Tagged as: Online dating, Sex<< Previous question   Next question >>
Question - (16 October 2008) 11 Answers - (Newest, 17 October 2008)
A female United States age 41-50, anonymous writes:

I need some advice on online dating.

I just started dating again ...so i'm am new to what is acceptable or not.

Recently i set up a profile on a decent website. I have gotten a lot of responses However, one person in particular caught my eye by the amazing profile that he wrote. I just connected through it and knew that this guys was who I was looking for. He made contact first..

So after some email exchanges, chatting online, talking on the phone, and texting everyday. he was someone that i clearly had chemistry and connnection with. Then yesterday, when everything was going so well. He did something that turned me off.

He said he had a naughty pic to send me. My version of naughty is like him "mooning" me or something.

Well..i downloaded the pic, and it was a pic of his penis. I didn't know how to feel. Part of me was upset, the other part was horny for him. (i haven't had sex in a looong time)

I guess what i'm upset about is that I wish he would have waited until after we met, after we became intimate to share these personal pics.

**Coordinate annotation records:**
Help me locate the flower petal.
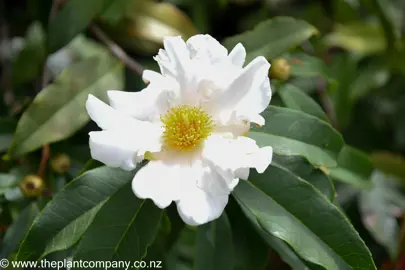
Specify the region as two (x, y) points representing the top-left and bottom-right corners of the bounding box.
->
(216, 57), (271, 124)
(186, 35), (228, 64)
(177, 188), (229, 226)
(86, 94), (150, 130)
(132, 160), (184, 208)
(89, 131), (138, 171)
(163, 36), (190, 77)
(86, 95), (163, 170)
(177, 163), (229, 226)
(228, 43), (246, 67)
(202, 135), (273, 177)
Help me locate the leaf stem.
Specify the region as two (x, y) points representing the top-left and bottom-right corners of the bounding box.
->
(90, 24), (144, 76)
(37, 144), (51, 178)
(316, 78), (338, 129)
(37, 0), (60, 178)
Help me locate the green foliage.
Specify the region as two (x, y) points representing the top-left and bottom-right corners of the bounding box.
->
(249, 106), (344, 167)
(0, 0), (405, 270)
(224, 17), (317, 61)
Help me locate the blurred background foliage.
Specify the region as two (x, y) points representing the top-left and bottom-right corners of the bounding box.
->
(0, 0), (405, 269)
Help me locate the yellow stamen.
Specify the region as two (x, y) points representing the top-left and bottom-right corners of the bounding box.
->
(160, 105), (214, 151)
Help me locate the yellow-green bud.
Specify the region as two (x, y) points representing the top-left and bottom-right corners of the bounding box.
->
(20, 174), (45, 197)
(270, 58), (291, 81)
(51, 154), (71, 174)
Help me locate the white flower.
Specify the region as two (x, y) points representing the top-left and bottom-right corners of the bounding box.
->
(86, 35), (272, 225)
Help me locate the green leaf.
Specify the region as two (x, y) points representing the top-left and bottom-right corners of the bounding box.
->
(41, 202), (105, 258)
(328, 54), (356, 129)
(48, 0), (112, 53)
(8, 57), (123, 157)
(0, 173), (21, 195)
(249, 106), (344, 167)
(325, 22), (386, 56)
(17, 167), (134, 260)
(359, 171), (404, 260)
(0, 203), (39, 258)
(350, 63), (390, 102)
(226, 198), (269, 270)
(100, 0), (135, 24)
(371, 152), (405, 180)
(223, 17), (318, 62)
(239, 204), (309, 270)
(283, 53), (327, 77)
(278, 84), (329, 121)
(194, 214), (235, 270)
(329, 145), (374, 189)
(12, 22), (46, 86)
(272, 155), (336, 202)
(233, 164), (376, 270)
(74, 183), (162, 261)
(371, 0), (402, 53)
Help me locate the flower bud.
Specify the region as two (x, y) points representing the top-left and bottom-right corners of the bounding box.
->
(20, 174), (45, 197)
(51, 154), (71, 174)
(270, 58), (291, 81)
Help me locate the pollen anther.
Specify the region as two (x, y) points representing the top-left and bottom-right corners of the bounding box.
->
(160, 105), (215, 151)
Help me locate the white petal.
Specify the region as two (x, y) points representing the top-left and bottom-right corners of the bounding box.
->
(89, 131), (138, 171)
(177, 162), (229, 226)
(86, 94), (148, 130)
(132, 161), (184, 208)
(202, 135), (273, 177)
(228, 43), (246, 67)
(107, 88), (169, 121)
(235, 168), (250, 180)
(177, 188), (229, 226)
(216, 57), (271, 124)
(163, 36), (190, 76)
(187, 35), (228, 63)
(153, 49), (177, 78)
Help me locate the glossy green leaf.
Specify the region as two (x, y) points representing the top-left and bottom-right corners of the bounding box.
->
(17, 167), (134, 260)
(233, 164), (376, 270)
(223, 17), (318, 62)
(272, 155), (336, 202)
(226, 198), (269, 270)
(103, 1), (199, 56)
(194, 214), (235, 270)
(74, 183), (162, 261)
(0, 173), (22, 195)
(0, 203), (39, 258)
(359, 171), (404, 259)
(371, 152), (405, 180)
(100, 0), (135, 24)
(12, 22), (46, 86)
(48, 0), (112, 53)
(283, 53), (327, 77)
(325, 22), (386, 56)
(240, 204), (309, 270)
(328, 54), (356, 129)
(41, 204), (105, 258)
(329, 145), (374, 188)
(8, 57), (123, 157)
(278, 84), (329, 121)
(249, 106), (344, 167)
(350, 64), (390, 102)
(371, 0), (403, 53)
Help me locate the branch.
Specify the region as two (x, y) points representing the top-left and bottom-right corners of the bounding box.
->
(37, 0), (60, 178)
(316, 78), (338, 129)
(90, 24), (143, 76)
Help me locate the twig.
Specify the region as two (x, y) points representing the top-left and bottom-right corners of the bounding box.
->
(90, 24), (143, 75)
(316, 78), (338, 129)
(37, 0), (60, 178)
(37, 144), (51, 178)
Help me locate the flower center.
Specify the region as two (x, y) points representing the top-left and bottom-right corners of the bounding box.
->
(160, 105), (215, 151)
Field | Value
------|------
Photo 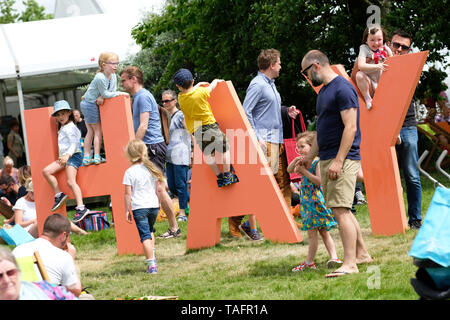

**Objectives:**
a) Please lay out the records as a numbered list, skipping blank lines, from their first line through the line containing "(0, 0), (405, 269)", and give only those lines. Omit the pictures from your answer.
b) Continue the online dating post from the point where it stops.

**Solved problems:**
a)
1. Help me locate the flower petal.
2. Specify the region as two (x, y) points representing the top-left and bottom-right corners of the bounding box.
3. ->
4. (216, 57), (271, 124)
5. (186, 35), (228, 64)
6. (177, 188), (229, 226)
7. (86, 94), (150, 130)
8. (132, 160), (184, 208)
9. (89, 131), (138, 171)
10. (163, 36), (190, 77)
11. (86, 95), (163, 170)
12. (177, 163), (229, 226)
13. (228, 43), (246, 67)
14. (202, 135), (273, 177)
15. Help me locate the leaf stem.
16. Specify the region as two (x, y) points representing the top-left and bottom-right corners of the bounding box.
17. ->
18. (90, 24), (144, 76)
19. (37, 144), (51, 178)
20. (316, 78), (338, 129)
21. (37, 0), (60, 178)
22. Help me locate the green foliage.
23. Specify the region as two (x, y) points representing the top-left and bottom-right corners of the bounding box.
24. ->
25. (249, 106), (344, 167)
26. (0, 0), (405, 270)
27. (224, 17), (317, 61)
28. Help me locate the blurred background foliage.
29. Specify the region as two (x, y) points representing the top-left and bottom-right corners of the bounding box.
30. ->
31. (0, 0), (405, 269)

b)
He is very outgoing, and not shy at all.

I express to him my concerns and he said that's he didn't think it was a big deal. He said he felt extremely comfortable with me and liked me a lot and that is why he sent it. He apologize if it offended me but he said he's a very sexual person.

Anyway . my question is..Am I being prude and making a big deal out of nothing? He says he can't believe I'm throwing everything we have away over a picture.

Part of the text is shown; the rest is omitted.